> **SOURCE**:
By updating OpenSSL you are not vulnerable to this bug.
SSL Compression (CRIME attack)
The CRIME attack uses SSL Compression to do its magic. SSL compression is turned off by default in nginx 1.1.6+/1.0.9+ (if OpenSSL 1.0.0+ used) and nginx 1.3.2+/1.2.2+ (if older versions of OpenSSL are used).
If you are using al earlier version of nginx or OpenSSL and your distro has not backported this option then you need to recompile OpenSSL without ZLIB support. This will disable the use of OpenSSL using the DEFLATE compression method. If you do this then you can still use regular HTML DEFLATE compression.
SSLv2 and SSLv3
SSL v2 is insecure, so we need to disable it. We also disable SSLv3, as TLS 1.0 suffers a downgrade attack, allowing an attacker to force a connection to use SSLv3 and therefore disable forward secrecy.
Again edit the config file:
ssl_protocols TLSv1 TLSv1.1 TLSv1.2;
Poodle and TLS-FALLBACK-SCSV
SSLv3 allows exploiting of the POODLE bug. This is one more major reason to disable this.
Google have proposed an extension to SSL/TLS named TLSFALLBACKSCSV that seeks to prevent forced SSL downgrades. This is automatically enabled if you upgrade OpenSSL to the following versions:
- OpenSSL 1.0.1 has TLSFALLBACKSCSV in 1.0.1j and higher.

> **PROBLEMS**:
1 > Answer these questions using the text on nginx SSL settings.
(a) In which nginx versions is SSL compression turned off by default when OpenSSL 1.0.0+ is used?
(b) Which protocols does the ssl_protocols line enable?
(c) For OpenSSL 1.0.1, from which release onward is TLSFALLBACKSCSV included?
2 > Repeat the passage from the text on nginx SSL settings. Begin at the words "SSLv2 and SSLv3", and stop after "1.0.1j and higher.".

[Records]
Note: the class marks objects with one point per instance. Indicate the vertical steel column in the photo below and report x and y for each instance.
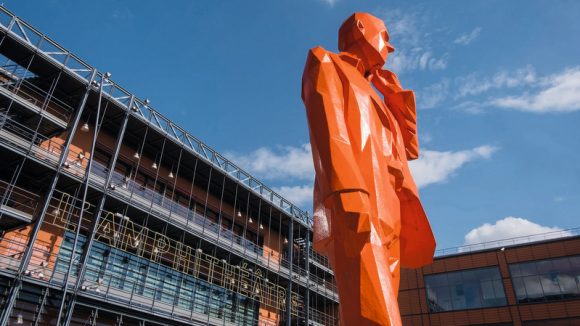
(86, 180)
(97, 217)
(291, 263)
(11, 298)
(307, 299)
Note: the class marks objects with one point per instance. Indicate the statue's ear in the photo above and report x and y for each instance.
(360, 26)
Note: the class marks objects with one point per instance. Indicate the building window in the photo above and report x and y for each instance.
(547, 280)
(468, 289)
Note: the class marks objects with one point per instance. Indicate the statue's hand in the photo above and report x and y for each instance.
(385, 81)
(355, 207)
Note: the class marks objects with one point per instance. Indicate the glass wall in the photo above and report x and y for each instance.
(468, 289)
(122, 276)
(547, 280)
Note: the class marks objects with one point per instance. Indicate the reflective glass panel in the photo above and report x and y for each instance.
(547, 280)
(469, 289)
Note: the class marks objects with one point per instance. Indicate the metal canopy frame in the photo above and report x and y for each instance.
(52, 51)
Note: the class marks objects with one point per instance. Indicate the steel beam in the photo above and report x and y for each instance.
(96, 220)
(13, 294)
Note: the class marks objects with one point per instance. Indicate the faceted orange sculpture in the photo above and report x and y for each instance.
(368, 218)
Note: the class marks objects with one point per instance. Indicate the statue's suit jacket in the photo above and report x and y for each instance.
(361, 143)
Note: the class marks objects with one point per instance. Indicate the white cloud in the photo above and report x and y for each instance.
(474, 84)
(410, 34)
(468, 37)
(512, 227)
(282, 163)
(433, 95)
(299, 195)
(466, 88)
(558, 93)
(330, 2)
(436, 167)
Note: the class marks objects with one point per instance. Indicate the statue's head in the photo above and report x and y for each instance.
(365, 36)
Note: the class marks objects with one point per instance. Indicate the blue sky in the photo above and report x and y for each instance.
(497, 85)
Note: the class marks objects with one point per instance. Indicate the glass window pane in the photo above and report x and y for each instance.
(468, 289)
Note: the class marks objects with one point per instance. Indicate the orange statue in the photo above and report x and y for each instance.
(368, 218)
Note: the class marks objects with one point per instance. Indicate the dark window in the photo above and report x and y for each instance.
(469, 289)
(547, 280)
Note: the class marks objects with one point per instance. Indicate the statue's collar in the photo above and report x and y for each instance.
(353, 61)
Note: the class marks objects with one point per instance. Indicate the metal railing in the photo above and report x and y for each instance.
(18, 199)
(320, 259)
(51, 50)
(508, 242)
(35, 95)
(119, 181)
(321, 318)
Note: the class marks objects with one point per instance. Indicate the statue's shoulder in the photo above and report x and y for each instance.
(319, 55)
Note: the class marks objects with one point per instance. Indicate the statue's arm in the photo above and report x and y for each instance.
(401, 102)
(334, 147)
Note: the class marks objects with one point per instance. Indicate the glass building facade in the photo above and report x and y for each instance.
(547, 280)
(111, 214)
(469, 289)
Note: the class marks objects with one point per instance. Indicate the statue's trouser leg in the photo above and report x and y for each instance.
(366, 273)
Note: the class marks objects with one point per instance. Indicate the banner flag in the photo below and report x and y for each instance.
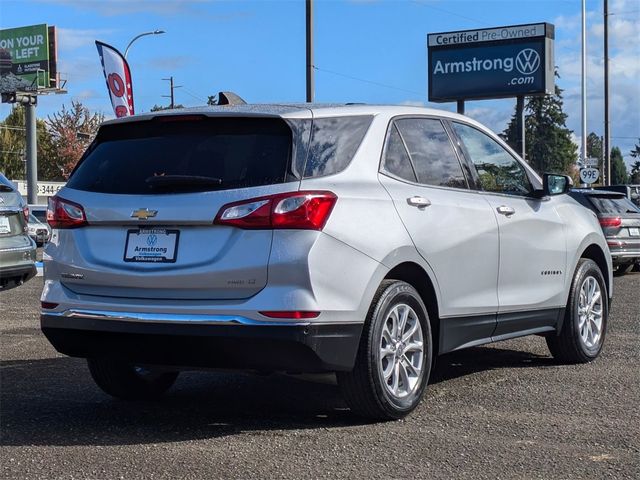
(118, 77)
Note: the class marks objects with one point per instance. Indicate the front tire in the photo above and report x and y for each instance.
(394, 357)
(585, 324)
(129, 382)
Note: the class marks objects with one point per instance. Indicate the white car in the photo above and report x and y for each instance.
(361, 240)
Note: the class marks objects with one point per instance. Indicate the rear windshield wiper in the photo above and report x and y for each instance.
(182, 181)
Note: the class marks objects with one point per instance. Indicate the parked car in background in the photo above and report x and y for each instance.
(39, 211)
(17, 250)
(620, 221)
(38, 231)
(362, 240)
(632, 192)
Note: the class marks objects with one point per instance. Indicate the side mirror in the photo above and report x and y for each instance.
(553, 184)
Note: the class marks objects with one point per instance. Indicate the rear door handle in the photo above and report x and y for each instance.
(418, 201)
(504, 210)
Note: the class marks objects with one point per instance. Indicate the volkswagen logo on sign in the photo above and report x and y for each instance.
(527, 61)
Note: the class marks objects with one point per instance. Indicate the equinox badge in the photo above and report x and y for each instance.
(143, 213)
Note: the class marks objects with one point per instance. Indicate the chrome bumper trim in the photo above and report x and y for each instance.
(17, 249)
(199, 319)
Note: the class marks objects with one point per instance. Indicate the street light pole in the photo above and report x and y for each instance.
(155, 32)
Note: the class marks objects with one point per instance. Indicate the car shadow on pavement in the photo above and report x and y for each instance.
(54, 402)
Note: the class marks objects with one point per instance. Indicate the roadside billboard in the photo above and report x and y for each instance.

> **RESULTS FOR THE EXERCISE**:
1 >
(a) nginx 1.1.6+/1.0.9+
(b) TLSv1, TLSv1.1 and TLSv1.2
(c) 1.0.1j and higher

2 >
SSLv2 and SSLv3
SSL v2 is insecure, so we need to disable it. We also disable SSLv3, as TLS 1.0 suffers a downgrade attack, allowing an attacker to force a connection to use SSLv3 and therefore disable forward secrecy.
Again edit the config file:
ssl_protocols TLSv1 TLSv1.1 TLSv1.2;
Poodle and TLS-FALLBACK-SCSV
SSLv3 allows exploiting of the POODLE bug. This is one more major reason to disable this.
Google have proposed an extension to SSL/TLS named TLSFALLBACKSCSV that seeks to prevent forced SSL downgrades. This is automatically enabled if you upgrade OpenSSL to the following versions:
- OpenSSL 1.0.1 has TLSFALLBACKSCSV in 1.0.1j and higher.